WHAT YOU HAVE TO DO >> Please print, word for word, every line from the one that contains "rule | the innermost" through the last line of the records, and nothing else.

DATASET RECORDS >>
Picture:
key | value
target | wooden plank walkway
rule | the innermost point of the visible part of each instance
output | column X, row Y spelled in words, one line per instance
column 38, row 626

EXERCISE ANSWER >>
rule | the innermost point of the visible part of each instance
output | column X, row Y spelled in words, one line per instance
column 38, row 626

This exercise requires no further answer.